> **Record set**
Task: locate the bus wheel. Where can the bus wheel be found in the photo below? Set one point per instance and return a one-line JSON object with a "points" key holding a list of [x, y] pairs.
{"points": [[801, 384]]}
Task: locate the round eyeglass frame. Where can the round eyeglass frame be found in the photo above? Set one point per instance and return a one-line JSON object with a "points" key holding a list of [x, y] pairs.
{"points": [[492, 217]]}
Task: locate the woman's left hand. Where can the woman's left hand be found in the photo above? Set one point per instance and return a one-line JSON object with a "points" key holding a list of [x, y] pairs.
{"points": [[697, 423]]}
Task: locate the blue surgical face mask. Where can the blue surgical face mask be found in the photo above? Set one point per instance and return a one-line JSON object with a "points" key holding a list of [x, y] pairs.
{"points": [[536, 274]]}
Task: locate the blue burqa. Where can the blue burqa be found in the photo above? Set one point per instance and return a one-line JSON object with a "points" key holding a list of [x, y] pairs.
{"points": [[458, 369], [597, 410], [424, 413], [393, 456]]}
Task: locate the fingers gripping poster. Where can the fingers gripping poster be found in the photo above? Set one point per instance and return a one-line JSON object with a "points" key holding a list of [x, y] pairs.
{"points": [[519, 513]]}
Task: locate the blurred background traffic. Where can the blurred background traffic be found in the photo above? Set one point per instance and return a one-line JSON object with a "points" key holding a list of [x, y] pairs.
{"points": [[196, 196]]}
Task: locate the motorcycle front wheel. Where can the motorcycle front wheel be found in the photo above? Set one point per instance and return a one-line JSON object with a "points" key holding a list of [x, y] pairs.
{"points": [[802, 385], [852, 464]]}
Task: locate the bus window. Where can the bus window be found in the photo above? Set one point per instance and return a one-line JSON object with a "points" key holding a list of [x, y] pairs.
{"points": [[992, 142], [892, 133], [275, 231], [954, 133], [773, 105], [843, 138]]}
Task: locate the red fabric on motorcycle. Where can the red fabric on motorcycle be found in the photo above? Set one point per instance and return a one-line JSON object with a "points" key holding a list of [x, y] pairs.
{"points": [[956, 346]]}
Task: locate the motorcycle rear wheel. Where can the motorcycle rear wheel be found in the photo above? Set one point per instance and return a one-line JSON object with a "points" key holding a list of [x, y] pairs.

> **What to do**
Reproduce all of the material above, substituting "single-line" for each occurrence of "one-line" and keeping everything else unchanged.

> **Answer below**
Task: locate the bus wheel. Where can the bus wheel be found in the photo below? Set one point per instance and return a single-line JSON object with a "points" key holding a list of [x, y] pairs.
{"points": [[801, 384]]}
Task: locate the round eyeglass frame. Where can the round eyeglass frame be found in the photo above? Set one point per instance and return a single-line JSON object with a "points" key holding a list of [x, y] pairs.
{"points": [[492, 217]]}
Task: locate the woman's left hand. Where can the woman's left hand be found in the photo above? Set one point per instance and return a single-line JSON object with a "points" key holding a list of [x, y] pairs.
{"points": [[697, 423]]}
Task: locate the blue surgical face mask. Where can the blue surgical face mask be found in the photo above? Set one point per instance and return a single-line JSON object with a "points" key holding a list of [x, y] pairs.
{"points": [[536, 274]]}
Task: locate the blue burqa. Where can the blue burqa be found in the photo above? Set one point per instance and return a single-line JSON object with a "points" key holding a list of [x, y] pairs.
{"points": [[458, 369], [597, 410], [424, 413], [393, 456]]}
Task: locate the fingers gripping poster. Where can the fingers gripping poster be found in the photo above? Set one point per instance and return a single-line JSON object with a "points" key holding a list of [x, y] pairs.
{"points": [[519, 513]]}
Task: locate the blurred background traffic. Where can the blurred background traffic be found in the photo above? Set one point per instance and return a single-line JSON object with a "points" key holding a list of [x, y] pairs.
{"points": [[196, 196]]}
Task: locate the motorcycle front wheel. Where can the motorcycle front wheel be found in the photo above? Set one point per instance and return a single-line JSON object with a "points" key holding a list of [x, y] pairs.
{"points": [[802, 385], [852, 464]]}
Task: locate the bus window. Where can the bus window be found in the photo above? Set one point per instance and return a single-line JSON object with a "points" key holding a list of [x, y] pairs.
{"points": [[992, 142], [892, 133], [275, 231], [954, 133], [773, 105], [843, 138]]}
Task: locate the red fabric on motorcycle. Where can the red fabric on motorcycle be found in the photo above? Set one point per instance and return a single-line JSON object with a "points" key holding a list of [x, y] pairs.
{"points": [[956, 346]]}
Task: locate the motorcycle rear wheel. Where can the motorcycle rear wheel be found in the photo above? Set one point per instance and return a single-line JSON object with a "points" key holding a list of [x, y] pairs.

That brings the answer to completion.